== Record extracts ==
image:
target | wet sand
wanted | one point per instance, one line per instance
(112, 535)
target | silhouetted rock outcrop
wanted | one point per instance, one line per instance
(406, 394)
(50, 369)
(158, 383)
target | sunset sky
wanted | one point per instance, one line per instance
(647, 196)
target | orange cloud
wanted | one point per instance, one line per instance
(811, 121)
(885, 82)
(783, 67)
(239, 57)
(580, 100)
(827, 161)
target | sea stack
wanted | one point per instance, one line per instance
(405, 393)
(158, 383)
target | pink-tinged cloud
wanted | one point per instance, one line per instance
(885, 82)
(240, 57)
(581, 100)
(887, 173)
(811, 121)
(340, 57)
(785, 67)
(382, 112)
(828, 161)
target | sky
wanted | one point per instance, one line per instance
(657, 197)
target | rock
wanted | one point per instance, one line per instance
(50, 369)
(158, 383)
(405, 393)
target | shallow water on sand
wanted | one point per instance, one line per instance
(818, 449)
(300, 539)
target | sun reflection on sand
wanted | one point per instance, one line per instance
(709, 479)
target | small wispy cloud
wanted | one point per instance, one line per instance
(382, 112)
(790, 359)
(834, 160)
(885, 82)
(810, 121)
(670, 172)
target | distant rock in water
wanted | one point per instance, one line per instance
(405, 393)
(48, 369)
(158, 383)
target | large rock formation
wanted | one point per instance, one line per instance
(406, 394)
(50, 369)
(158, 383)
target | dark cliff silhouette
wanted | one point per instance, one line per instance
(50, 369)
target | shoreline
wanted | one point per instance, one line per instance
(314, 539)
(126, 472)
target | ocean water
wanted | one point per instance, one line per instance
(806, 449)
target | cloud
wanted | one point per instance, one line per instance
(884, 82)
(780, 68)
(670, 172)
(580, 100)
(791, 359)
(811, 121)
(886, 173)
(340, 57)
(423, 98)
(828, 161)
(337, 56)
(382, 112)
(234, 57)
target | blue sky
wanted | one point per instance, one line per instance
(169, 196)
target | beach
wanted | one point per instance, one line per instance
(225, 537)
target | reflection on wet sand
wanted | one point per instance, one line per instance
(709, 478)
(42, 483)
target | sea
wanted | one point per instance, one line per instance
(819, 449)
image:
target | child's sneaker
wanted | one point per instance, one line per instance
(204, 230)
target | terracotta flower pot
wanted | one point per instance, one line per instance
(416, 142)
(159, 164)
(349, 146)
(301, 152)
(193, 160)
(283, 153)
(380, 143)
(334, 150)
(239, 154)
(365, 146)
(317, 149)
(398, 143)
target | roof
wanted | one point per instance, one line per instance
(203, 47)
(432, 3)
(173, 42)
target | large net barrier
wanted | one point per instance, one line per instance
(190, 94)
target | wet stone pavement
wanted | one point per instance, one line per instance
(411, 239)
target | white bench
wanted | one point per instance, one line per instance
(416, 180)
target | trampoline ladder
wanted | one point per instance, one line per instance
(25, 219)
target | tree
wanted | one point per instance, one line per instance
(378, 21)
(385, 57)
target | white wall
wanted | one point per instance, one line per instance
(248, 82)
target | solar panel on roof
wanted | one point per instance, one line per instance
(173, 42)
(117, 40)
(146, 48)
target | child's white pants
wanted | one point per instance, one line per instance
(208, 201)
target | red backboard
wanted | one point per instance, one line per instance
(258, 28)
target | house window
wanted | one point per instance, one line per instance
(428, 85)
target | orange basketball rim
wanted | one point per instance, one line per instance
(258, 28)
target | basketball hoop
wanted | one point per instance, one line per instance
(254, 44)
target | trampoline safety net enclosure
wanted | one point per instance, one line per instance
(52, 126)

== The exercise ==
Retype the whole listing above exactly.

== Response to this exercise ==
image:
target | wet sand
wanted | one point per instance, one line per instance
(112, 535)
target | silhouetted rock outcrop
wanted | one point per instance, one line per instance
(406, 394)
(50, 369)
(158, 383)
target | sunset sky
wanted | one point per instance, one line per instance
(647, 196)
target | orange cloud
wanted | one point per instance, one line per instance
(811, 121)
(885, 82)
(783, 67)
(239, 57)
(580, 100)
(827, 161)
target | sea stack
wanted | one point per instance, one line per instance
(405, 393)
(158, 383)
target | pink-tinged cloud
wanted | one point per instance, one line per instance
(885, 82)
(240, 57)
(581, 100)
(887, 173)
(811, 121)
(340, 57)
(785, 67)
(382, 112)
(828, 161)
target | sky
wanted | one point per instance, one line per instance
(657, 197)
target | rock
wanted | one point per instance, one line per instance
(50, 369)
(158, 383)
(405, 393)
target | shallow water on sand
wanted | one point per instance, one line per instance
(818, 449)
(300, 539)
target | sun reflection on sand
wanted | one point per instance, one line per instance
(709, 479)
target | small wispy cloud
wanted | one point per instance, one line per instance
(382, 112)
(790, 359)
(834, 160)
(885, 82)
(810, 121)
(670, 172)
target | distant rock in water
wanted | one point per instance, one line per instance
(405, 393)
(48, 369)
(158, 383)
target | large rock formation
wanted | one point per instance, one line per instance
(406, 394)
(50, 369)
(158, 383)
target | dark cliff silhouette
wanted | one point per instance, one line per instance
(50, 369)
target | shoreline
wanted | one point per instance, one line per instance
(314, 539)
(126, 472)
target | ocean water
wanted | one point per instance, one line per instance
(806, 449)
target | cloud
wanted | one point per instance, one line per instance
(884, 82)
(780, 68)
(670, 172)
(580, 100)
(791, 359)
(811, 121)
(886, 173)
(340, 57)
(423, 98)
(828, 161)
(337, 56)
(382, 112)
(234, 57)
target | blue sky
wanted | one point per instance, one line per instance
(169, 196)
target | beach
wanted | one point per instance, one line per instance
(225, 537)
target | reflection on wet sand
wanted | one point per instance, one line per instance
(709, 478)
(42, 483)
target | sea
wanted | one point per instance, one line per instance
(819, 449)
image:
target | child's sneaker
wanted | one point per instance, one line per instance
(204, 230)
target | terracotta flower pot
wanted | one point per instance, one line per instance
(416, 142)
(159, 164)
(349, 146)
(301, 152)
(193, 160)
(283, 153)
(380, 143)
(334, 150)
(239, 154)
(365, 146)
(317, 149)
(398, 143)
target | roof
wanted | one point per instance, one line per instance
(203, 47)
(432, 3)
(173, 42)
target | large net barrier
wanted | one point per instance, one line per instance
(190, 94)
target | wet stone pavement
wanted | one point per instance, one line per instance
(411, 239)
target | white bench
wanted | one point per instance, one line per instance
(416, 180)
target | trampoline ladder
wanted | one point per instance, one line per instance
(25, 219)
target | tree
wanted | one point per instance, one line per instance
(378, 21)
(385, 57)
target | white wall
wanted | one point per instance, one line per instance
(248, 82)
target | solar panel on roof
wanted | one point per instance, one line per instance
(173, 42)
(117, 40)
(146, 48)
target | child's white pants
wanted | one point per instance, one line per instance
(208, 201)
target | red backboard
wanted | one point per instance, one line per instance
(258, 28)
target | house window
wanted | one point per instance, one line per instance
(428, 85)
target | orange basketball rim
wanted | one point per instance, one line per instance
(258, 28)
target | basketball hoop
wanted | one point per instance, one line per instance
(254, 44)
target | trampoline safety net enclosure
wanted | one point per instance, one line per instance
(52, 126)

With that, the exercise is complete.